Des Idées réelles & chimeriques.

§. 1.Les Idées réelles ſont conformes à leurs Archetypes.
IL reſte encore quelques reflexions à faire ſur les Idées, par rapport aux choſes d’où elles ſont déduites, ou qu’on peut ſuppoſer qu’elles repréſentent ; & à cet égard je croi qu’on les peut conſiderer ſous cette triple diſtinction :

Prémiérement, comme Réelles ou Chimeriques :

En ſecond lieu, comme Completes ou Incompletes :

Et en troiſième lieu, comme Vrayes ou Fauſſes.

Et prémiérement, par Idées réelles j’entens celles qui ont du fondement dans la Nature ; qui ſont conformes à un Etre réel, à l’exiſtence des Choſes, ou à leurs Archetypes. Et j’appelle Idée phantaſtiques ou chimeriques celles qui n’ont point de fondement dans la nature, ni aucune conformité avec la réalité des choſes auxquelles elles ſe rapportent tacitement comme à leurs Archetypes.

## LIGNES RELEVÉES

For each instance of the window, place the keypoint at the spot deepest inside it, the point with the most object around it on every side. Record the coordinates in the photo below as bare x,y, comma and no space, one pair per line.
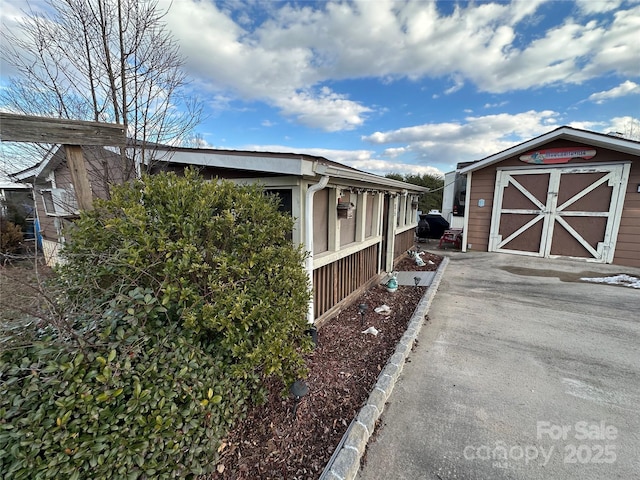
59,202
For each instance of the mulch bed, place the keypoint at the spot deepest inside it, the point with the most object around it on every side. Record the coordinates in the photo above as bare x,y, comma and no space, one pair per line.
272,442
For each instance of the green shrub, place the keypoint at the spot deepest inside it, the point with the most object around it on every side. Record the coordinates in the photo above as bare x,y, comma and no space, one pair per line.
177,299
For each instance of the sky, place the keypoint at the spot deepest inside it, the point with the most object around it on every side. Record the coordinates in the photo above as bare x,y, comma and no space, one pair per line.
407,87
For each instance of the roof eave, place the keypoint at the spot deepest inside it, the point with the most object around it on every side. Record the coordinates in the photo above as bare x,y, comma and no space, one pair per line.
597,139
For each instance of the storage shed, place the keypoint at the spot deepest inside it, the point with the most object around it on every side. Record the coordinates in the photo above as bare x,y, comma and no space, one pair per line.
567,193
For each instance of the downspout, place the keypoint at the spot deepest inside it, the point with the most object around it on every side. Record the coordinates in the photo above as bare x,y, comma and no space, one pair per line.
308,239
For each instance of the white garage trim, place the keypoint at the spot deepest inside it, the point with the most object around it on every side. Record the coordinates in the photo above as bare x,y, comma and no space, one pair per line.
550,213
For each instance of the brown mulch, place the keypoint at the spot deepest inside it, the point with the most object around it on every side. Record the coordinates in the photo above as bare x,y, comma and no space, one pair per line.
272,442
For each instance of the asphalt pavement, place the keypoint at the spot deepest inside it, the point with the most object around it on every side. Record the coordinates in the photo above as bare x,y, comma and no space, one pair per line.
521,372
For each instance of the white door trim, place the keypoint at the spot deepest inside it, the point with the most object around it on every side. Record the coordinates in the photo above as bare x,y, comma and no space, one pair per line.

...

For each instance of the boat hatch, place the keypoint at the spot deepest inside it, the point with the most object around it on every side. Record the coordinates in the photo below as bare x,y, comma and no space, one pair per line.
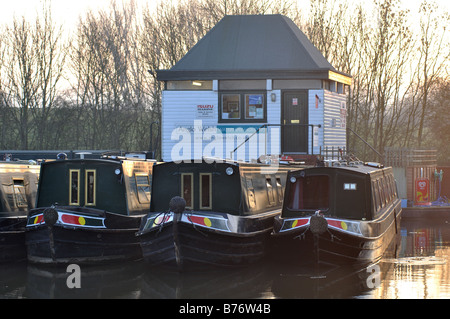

## CONSIGNE
Répondez aux questions suivantes d'après le texte sur les idées réelles et chimériques.
1. Quelle est la deuxième des trois distinctions sous lesquelles on peut considérer les idées ?
2. Comment sont définies les idées réelles ?
3. Quels deux noms sont donnés aux idées qui n'ont point de fondement dans la nature ?

## CORRIGÉ
1. Les idées sont considérées comme complètes ou incomplètes.
2. Ce sont celles qui ont du fondement dans la nature et qui sont conformes à un être réel, à l'existence des choses ou à leurs archétypes.
3. Elles sont appelées idées fantastiques ou chimériques.